Document segment ->
▼▼▼
Given the high tax rates applied to salary and bonuses, it makes sense to consider other forms of compensation that in many cases provide a tax-deductible expense to the company and a non-taxable benefit to key employees. In this article we will highlight four of the most popular ways to reward people with Supplemental Benefits and Enhanced Retirement Savings.

Individual Pension Plans - IPP

When business owners and senior executives have incomes that exceed the income to maximize RRSP contributions, they may want to explore the advantages of an IPP.
An Individual Pension Plan (IPP) is a personal defined benefit pension plan where an individual can accumulate a greater amount of assets than in a RRSP. For example, an owner or executive over the age of 50, can enjoy an annual maximum that is at least $6000 more per year than the annual RRSP maximum. Contributions are fully tax-deductible to the corporation. There may also be an opportunity to take advantage of earnings from prior years to qualify for a large lump sum contribution that is fully tax-deductible as well. One other advantage is the creditor protection that comes with the pension legislation that you do not get with most RRSP plans.

Executive Long Term Disability Coverage

This is an area where disaster could strike and many employers and employees are unaware of how they are covered in the event of a sickness or an accident. There are two major problems with the way most traditional benefit plans are set up with respect to Long Term Disability (LTD). First, the owner and/or shareholder may have sources of income other than salary that are not covered by the group plan. Also, in the event of a disability the owner may continue to draw income from the company which would negate a disability claim. An executive group is vulnerable when their incomes exceed the group disability maximum. Often executives are unaware of this maximum and only find out when it is too late. There are special executive LTD plans available that address all the areas a traditional group plan doesn’t. They cover all sources of income, including annual profit of the company, income splitting, bonuses, and they can top up coverage to make up for the shortfall due to the limit on the group plan. These plans also come with a guaranteed premium to age 65, with superior definitions, and are totally portable to any other employment.
▲▲▲
Exercise A ->
In the article on executive compensation, how much more per year can an owner or executive over the age of 50 enjoy under an IPP than the annual RRSP maximum?
Exercise B ->
Output the part of the article on executive compensation between "Given the high" and "advantages of an IPP.", inclusive.
Exercise C ->
Write the next part of the article on executive compensation, continuing after its final sentence.

Stored data entries:
▼▼▼
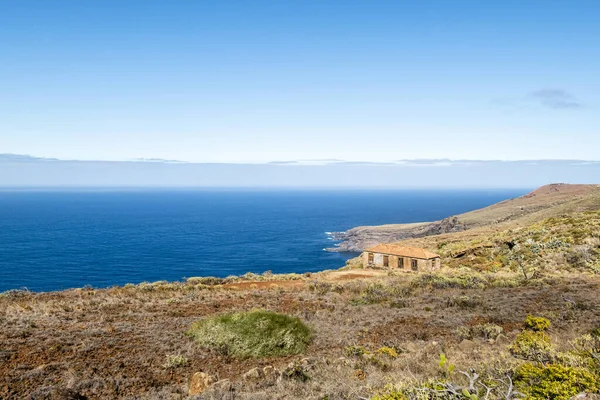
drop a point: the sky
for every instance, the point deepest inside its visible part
(258, 81)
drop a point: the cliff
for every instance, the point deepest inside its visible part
(547, 201)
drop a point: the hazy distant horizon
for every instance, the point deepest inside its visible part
(19, 171)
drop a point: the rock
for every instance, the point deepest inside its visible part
(271, 375)
(254, 374)
(467, 345)
(67, 394)
(199, 382)
(224, 385)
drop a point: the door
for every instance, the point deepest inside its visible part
(414, 264)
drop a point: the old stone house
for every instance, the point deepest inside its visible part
(396, 256)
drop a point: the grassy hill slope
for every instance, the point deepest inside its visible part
(547, 201)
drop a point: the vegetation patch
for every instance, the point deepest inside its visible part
(534, 346)
(536, 324)
(555, 381)
(253, 334)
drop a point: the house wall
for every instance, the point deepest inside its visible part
(422, 265)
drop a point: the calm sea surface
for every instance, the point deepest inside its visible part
(52, 240)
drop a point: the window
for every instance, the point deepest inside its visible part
(414, 265)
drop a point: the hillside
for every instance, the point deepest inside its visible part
(547, 201)
(513, 314)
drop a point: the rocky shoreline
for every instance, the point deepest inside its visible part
(359, 238)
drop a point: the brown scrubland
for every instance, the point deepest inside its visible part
(514, 313)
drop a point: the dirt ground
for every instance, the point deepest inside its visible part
(114, 343)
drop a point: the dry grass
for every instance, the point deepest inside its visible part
(113, 343)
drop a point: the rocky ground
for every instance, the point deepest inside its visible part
(130, 342)
(547, 201)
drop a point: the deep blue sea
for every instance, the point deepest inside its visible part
(52, 240)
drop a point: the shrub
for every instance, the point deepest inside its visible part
(464, 301)
(486, 331)
(174, 361)
(537, 324)
(388, 351)
(355, 351)
(534, 346)
(460, 281)
(555, 381)
(393, 395)
(375, 293)
(255, 334)
(205, 280)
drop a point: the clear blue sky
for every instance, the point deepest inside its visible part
(234, 81)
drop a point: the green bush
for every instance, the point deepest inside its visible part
(534, 346)
(252, 334)
(393, 395)
(555, 381)
(485, 331)
(537, 324)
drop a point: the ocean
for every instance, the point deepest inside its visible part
(59, 239)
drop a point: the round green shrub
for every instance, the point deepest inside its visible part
(537, 324)
(534, 346)
(253, 334)
(555, 381)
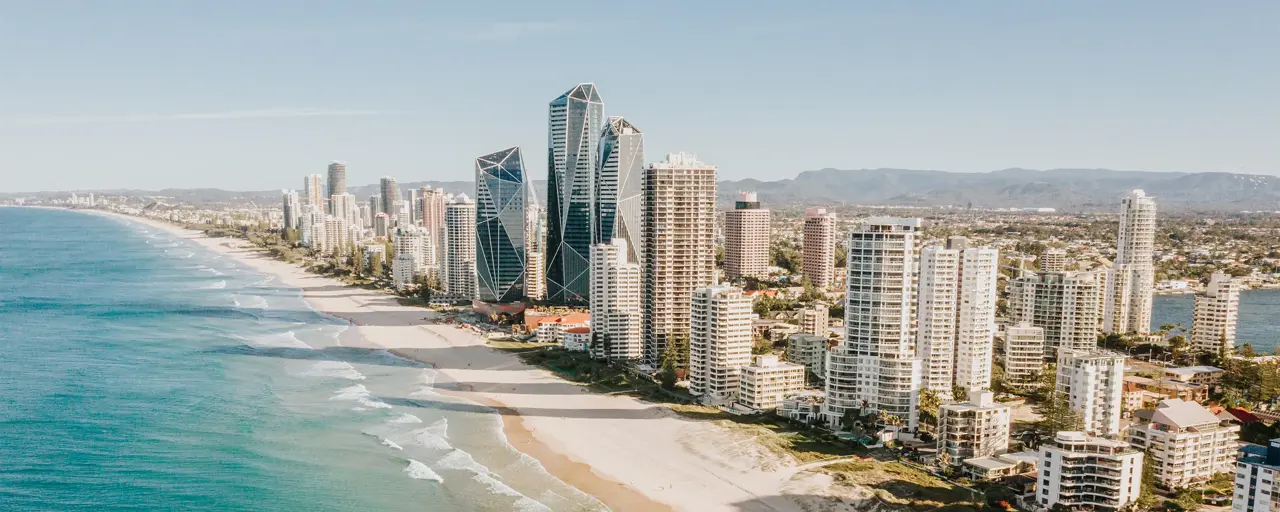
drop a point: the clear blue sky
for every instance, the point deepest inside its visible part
(252, 95)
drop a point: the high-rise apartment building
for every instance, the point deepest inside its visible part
(460, 240)
(720, 342)
(877, 369)
(819, 247)
(575, 124)
(1092, 383)
(314, 191)
(1216, 312)
(679, 246)
(1132, 279)
(1083, 472)
(746, 238)
(616, 312)
(620, 186)
(1063, 304)
(1024, 356)
(1187, 442)
(389, 192)
(502, 195)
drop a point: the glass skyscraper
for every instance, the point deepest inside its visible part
(620, 187)
(502, 195)
(572, 155)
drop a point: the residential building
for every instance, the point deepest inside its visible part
(1088, 472)
(766, 382)
(746, 238)
(460, 265)
(978, 428)
(1132, 278)
(620, 187)
(1216, 312)
(810, 351)
(876, 368)
(1024, 356)
(720, 342)
(1063, 304)
(819, 247)
(1256, 474)
(616, 287)
(1052, 260)
(502, 195)
(575, 124)
(679, 246)
(1092, 383)
(1187, 443)
(814, 319)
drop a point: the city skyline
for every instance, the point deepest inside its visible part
(240, 120)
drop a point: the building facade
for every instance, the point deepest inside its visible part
(679, 246)
(1132, 279)
(746, 238)
(574, 133)
(720, 342)
(819, 247)
(502, 195)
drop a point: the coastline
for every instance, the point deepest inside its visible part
(629, 455)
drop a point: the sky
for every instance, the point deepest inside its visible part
(255, 95)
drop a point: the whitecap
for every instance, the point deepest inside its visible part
(336, 370)
(419, 471)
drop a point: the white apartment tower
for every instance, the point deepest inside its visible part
(746, 238)
(1216, 312)
(819, 247)
(1092, 383)
(1084, 472)
(1024, 355)
(720, 342)
(679, 246)
(615, 302)
(877, 369)
(1063, 304)
(460, 228)
(1130, 280)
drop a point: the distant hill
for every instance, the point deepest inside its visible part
(1069, 190)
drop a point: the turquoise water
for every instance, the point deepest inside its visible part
(1258, 323)
(141, 371)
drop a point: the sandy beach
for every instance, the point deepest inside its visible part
(630, 455)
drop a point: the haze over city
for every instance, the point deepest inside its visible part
(250, 96)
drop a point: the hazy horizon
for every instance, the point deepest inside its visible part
(151, 95)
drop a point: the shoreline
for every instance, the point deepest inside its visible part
(626, 453)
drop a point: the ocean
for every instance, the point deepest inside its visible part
(1257, 324)
(142, 371)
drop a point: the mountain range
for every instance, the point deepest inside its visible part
(1066, 190)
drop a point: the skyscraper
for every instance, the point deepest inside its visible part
(337, 178)
(746, 238)
(312, 191)
(876, 368)
(1130, 280)
(620, 186)
(502, 195)
(389, 192)
(679, 246)
(720, 342)
(616, 284)
(460, 263)
(575, 123)
(819, 247)
(1216, 312)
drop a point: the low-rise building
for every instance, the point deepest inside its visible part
(1088, 472)
(766, 382)
(1188, 443)
(973, 429)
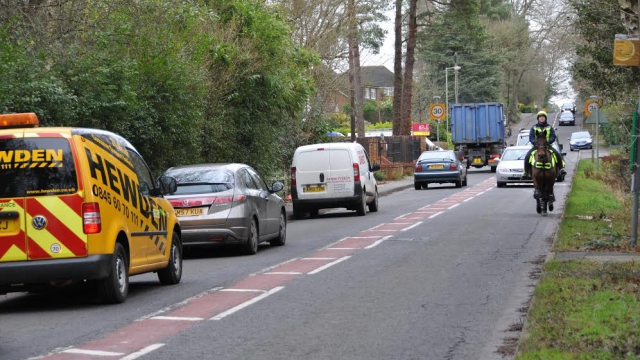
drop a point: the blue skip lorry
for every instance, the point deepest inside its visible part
(477, 133)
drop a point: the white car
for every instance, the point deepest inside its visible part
(511, 166)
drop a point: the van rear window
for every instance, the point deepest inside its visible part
(36, 167)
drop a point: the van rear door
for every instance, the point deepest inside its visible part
(39, 199)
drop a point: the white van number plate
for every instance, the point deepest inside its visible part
(314, 188)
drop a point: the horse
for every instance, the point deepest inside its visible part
(543, 172)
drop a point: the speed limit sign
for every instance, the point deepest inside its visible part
(437, 111)
(590, 107)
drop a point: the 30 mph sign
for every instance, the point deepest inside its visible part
(437, 111)
(590, 106)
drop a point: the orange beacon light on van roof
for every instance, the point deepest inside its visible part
(18, 120)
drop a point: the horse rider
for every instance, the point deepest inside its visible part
(542, 126)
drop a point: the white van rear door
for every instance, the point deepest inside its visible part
(340, 180)
(323, 173)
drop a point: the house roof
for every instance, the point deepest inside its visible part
(376, 76)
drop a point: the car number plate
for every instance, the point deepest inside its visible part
(8, 226)
(314, 188)
(190, 212)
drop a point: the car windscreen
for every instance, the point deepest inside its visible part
(436, 155)
(583, 135)
(202, 180)
(512, 154)
(36, 167)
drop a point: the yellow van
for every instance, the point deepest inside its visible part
(81, 205)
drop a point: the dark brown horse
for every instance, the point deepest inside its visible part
(544, 172)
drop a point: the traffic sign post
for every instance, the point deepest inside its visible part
(437, 111)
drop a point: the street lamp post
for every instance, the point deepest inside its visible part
(436, 100)
(595, 98)
(446, 95)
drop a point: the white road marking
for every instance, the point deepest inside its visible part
(326, 266)
(142, 352)
(176, 318)
(91, 352)
(245, 304)
(377, 242)
(412, 226)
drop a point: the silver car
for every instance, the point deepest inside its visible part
(439, 166)
(227, 204)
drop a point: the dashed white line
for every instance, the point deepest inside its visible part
(176, 318)
(245, 304)
(377, 242)
(91, 352)
(401, 216)
(412, 226)
(142, 352)
(326, 266)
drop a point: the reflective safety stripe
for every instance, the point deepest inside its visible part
(63, 235)
(13, 245)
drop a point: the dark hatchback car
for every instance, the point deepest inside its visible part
(227, 204)
(439, 166)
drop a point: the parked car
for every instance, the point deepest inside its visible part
(580, 140)
(227, 204)
(511, 166)
(567, 118)
(439, 166)
(333, 175)
(569, 107)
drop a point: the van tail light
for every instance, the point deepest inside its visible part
(356, 172)
(91, 221)
(293, 177)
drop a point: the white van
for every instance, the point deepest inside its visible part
(333, 175)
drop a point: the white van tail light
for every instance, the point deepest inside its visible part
(91, 221)
(293, 176)
(356, 172)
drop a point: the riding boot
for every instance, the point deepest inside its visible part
(536, 194)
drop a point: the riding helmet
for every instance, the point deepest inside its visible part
(541, 113)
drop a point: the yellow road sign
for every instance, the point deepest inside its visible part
(437, 111)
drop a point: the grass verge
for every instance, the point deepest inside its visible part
(586, 309)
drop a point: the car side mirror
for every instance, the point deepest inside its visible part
(168, 185)
(277, 186)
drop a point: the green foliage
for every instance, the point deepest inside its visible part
(185, 81)
(458, 29)
(597, 23)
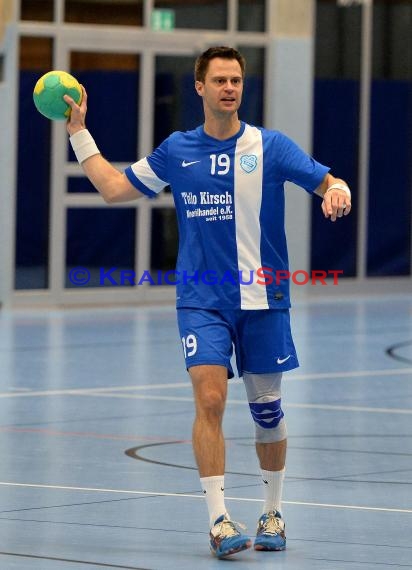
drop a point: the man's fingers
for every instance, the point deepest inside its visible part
(335, 205)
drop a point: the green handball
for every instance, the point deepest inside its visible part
(48, 94)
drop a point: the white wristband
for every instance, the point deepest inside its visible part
(83, 145)
(339, 186)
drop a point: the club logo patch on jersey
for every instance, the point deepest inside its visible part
(248, 162)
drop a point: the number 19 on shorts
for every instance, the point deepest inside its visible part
(189, 343)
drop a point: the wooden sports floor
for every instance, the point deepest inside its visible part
(96, 465)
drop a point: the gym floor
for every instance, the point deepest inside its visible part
(96, 463)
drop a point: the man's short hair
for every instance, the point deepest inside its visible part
(202, 62)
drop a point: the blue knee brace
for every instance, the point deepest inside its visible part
(263, 391)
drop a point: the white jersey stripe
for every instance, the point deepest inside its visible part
(143, 171)
(248, 180)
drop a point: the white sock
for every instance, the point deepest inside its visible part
(213, 490)
(273, 486)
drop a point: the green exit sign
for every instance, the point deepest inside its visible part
(163, 20)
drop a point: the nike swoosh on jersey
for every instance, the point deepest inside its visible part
(282, 360)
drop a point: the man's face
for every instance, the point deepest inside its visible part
(222, 87)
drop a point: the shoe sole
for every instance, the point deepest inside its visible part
(240, 548)
(261, 548)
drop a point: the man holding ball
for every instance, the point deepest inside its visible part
(227, 179)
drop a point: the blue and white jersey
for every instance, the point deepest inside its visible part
(230, 205)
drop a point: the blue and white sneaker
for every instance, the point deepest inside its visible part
(270, 534)
(226, 539)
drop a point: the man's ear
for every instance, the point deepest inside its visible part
(199, 87)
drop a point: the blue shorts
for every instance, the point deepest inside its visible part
(262, 339)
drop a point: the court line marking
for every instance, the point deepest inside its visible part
(193, 496)
(187, 384)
▲▲▲
Result A ->
At least $6000 more per year.

Result B ->
Given the high tax rates applied to salary and bonuses, it makes sense to consider other forms of compensation that in many cases provide a tax-deductible expense to the company and a non-taxable benefit to key employees. In this article we will highlight four of the most popular ways to reward people with Supplemental Benefits and Enhanced Retirement Savings.

Individual Pension Plans - IPP

When business owners and senior executives have incomes that exceed the income to maximize RRSP contributions, they may want to explore the advantages of an IPP.

Result C ->
Critical Illness Coverage

One of the fastest growing benefits in the last five years is Critical Illness Insurance. This solution fits in between Disability Income and Life Insurance. Getting sick is not something any of us like to think about. But it can happen. In fact, your risk of being diagnosed with a critical illness before age 75 is higher than your risk of dying in that time. But thanks to improvements in healthy living and medical science, there is a good chance you can recover and get on with life. But getting better costs money. Treating and coping with illness can mean significant and often unexpected costs - costs that may not be covered by provincial or employee health plans. This is where Critical Illness coverage can help. A tax free lump sum is paid to you when you are diagnosed with one of the covered critical conditions. This money can be used anyway you want. For example, you may want to find the best health care available in the world, hire a nurse or caregiver to help you at home, replace lost income, protect your retirement plans, or take a vacation or reduce your workload to help you recover.

Cash Value Life Insurance with Shared Ownership

Many valuable goals can be achieved when the cost and benefits of a life insurance policy are shared between a corporation and a key person in the company. This arrangement is often used as a retirement planning tool for an owner or executive, to protect and reward a Key Person in the organization or to fund a shareholders agreement. This strategy works by having two different parties sharing the ownership of the policy. One party would own the tax free death benefit and the other would own the tax sheltered investment account. Upon retirement, the ownership of the policy could be transferred entirely to the individual, thereby acquiring an estate planning solution and an option for tax effective retirement income.